### Dataset records
+ + + + +

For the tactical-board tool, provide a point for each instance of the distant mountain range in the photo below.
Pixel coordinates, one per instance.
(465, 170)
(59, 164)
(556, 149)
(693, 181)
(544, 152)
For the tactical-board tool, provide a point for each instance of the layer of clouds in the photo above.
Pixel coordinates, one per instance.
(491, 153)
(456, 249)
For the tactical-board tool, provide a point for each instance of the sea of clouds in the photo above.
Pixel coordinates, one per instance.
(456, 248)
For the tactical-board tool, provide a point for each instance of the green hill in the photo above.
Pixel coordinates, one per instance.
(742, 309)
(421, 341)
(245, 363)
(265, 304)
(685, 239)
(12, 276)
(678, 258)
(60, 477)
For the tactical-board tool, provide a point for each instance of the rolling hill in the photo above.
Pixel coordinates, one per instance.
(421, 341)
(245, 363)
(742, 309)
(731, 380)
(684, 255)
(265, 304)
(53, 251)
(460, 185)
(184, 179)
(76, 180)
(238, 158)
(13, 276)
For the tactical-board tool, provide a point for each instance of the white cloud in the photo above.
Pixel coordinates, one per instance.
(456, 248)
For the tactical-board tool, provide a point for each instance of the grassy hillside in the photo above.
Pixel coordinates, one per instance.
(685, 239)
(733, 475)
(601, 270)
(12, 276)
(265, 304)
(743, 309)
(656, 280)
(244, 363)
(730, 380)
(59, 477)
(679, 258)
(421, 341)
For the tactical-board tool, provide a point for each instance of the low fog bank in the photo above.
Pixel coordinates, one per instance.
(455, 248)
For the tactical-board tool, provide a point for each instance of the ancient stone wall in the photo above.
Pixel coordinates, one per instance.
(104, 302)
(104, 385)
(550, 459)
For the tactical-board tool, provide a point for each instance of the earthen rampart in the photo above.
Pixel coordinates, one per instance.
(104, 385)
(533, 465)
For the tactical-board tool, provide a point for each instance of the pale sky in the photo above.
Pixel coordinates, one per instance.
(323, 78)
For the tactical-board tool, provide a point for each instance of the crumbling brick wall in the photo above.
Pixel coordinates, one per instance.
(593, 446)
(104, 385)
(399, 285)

+ + + + +

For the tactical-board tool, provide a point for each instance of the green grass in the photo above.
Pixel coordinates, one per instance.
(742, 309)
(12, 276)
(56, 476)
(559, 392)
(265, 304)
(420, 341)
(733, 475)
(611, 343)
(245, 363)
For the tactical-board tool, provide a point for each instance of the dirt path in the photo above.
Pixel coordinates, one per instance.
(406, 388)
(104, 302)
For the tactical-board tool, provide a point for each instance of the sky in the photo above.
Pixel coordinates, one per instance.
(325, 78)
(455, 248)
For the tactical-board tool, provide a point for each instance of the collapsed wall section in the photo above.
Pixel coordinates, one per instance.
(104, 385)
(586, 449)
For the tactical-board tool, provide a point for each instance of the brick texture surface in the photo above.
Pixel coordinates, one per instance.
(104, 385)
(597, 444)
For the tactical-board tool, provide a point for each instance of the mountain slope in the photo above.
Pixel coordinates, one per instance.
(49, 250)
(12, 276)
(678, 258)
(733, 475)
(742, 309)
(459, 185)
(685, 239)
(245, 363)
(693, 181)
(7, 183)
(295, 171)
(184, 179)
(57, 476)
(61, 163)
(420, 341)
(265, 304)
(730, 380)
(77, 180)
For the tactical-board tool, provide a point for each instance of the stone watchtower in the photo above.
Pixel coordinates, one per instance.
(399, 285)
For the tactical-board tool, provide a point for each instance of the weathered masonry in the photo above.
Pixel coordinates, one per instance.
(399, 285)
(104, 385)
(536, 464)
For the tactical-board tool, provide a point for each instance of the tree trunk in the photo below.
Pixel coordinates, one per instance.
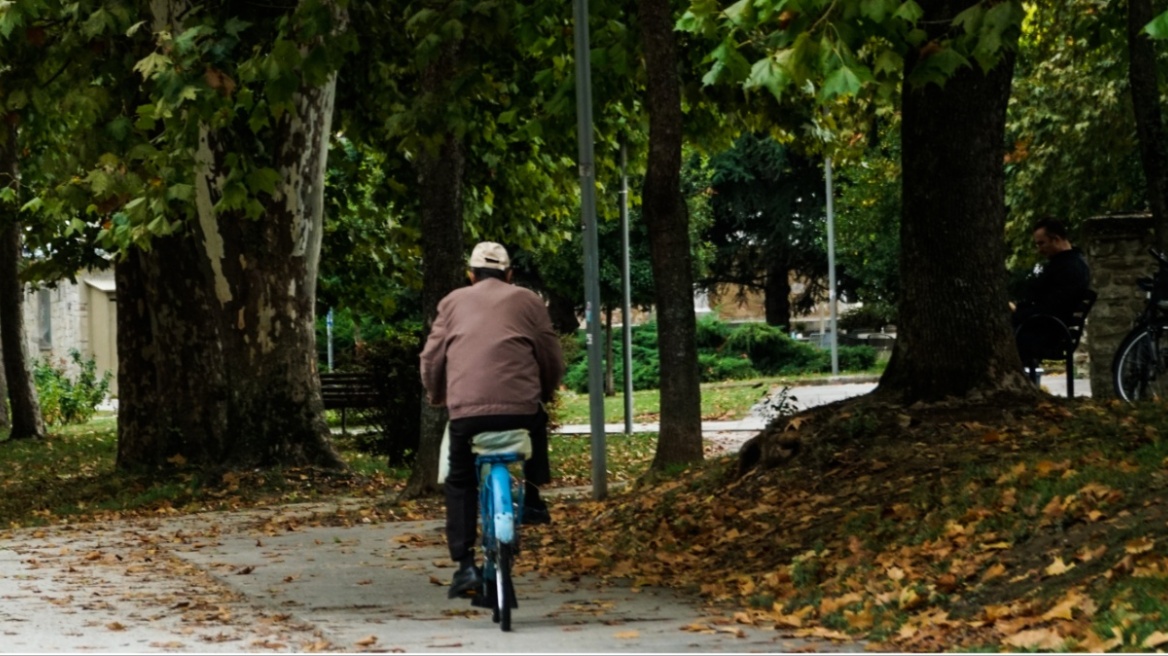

+ + + + +

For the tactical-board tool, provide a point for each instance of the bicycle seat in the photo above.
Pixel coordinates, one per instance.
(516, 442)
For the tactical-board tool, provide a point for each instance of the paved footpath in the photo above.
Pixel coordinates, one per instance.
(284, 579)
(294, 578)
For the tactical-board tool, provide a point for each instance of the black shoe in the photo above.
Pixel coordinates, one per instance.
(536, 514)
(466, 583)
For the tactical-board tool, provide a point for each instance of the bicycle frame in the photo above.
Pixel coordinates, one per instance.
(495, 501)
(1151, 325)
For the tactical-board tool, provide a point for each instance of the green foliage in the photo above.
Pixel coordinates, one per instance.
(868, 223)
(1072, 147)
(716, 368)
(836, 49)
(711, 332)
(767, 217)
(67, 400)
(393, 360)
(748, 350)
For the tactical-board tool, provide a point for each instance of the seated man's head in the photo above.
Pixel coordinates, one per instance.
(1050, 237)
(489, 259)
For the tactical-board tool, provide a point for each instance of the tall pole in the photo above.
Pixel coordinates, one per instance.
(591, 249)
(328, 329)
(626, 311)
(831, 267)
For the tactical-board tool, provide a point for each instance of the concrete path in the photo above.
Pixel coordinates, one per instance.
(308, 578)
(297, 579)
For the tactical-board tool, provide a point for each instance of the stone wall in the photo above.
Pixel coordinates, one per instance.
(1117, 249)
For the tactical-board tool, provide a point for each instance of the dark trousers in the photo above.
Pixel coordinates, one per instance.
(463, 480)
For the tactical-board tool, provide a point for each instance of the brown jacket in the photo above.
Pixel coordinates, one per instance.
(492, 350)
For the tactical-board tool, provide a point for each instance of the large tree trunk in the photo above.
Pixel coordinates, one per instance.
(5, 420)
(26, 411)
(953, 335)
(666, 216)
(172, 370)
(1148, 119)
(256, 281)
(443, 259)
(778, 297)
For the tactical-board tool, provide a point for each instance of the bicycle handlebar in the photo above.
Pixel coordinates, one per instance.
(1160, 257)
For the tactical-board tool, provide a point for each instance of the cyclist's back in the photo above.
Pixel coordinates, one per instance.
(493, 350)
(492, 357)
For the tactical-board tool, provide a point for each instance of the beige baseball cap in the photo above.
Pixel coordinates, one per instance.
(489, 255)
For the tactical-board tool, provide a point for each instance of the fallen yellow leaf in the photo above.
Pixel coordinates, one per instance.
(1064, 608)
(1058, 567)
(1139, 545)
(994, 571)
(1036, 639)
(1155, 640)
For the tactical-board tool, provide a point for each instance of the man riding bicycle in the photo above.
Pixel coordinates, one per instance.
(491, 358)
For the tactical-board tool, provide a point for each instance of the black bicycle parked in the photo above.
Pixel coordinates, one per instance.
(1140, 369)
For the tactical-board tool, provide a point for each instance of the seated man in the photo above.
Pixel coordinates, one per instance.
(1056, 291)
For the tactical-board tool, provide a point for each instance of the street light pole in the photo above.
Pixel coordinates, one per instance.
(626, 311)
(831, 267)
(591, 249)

+ + + + +

### Work instructions
Find "brick" in the preceding records. Copy each line that holds it.

### Solution to this task
For the tactical-board tool, provide a point for each instance of the crumbling brick wall in the photo above.
For the tactical-board tool, provide a point for each instance of the brick texture surface in the photo above.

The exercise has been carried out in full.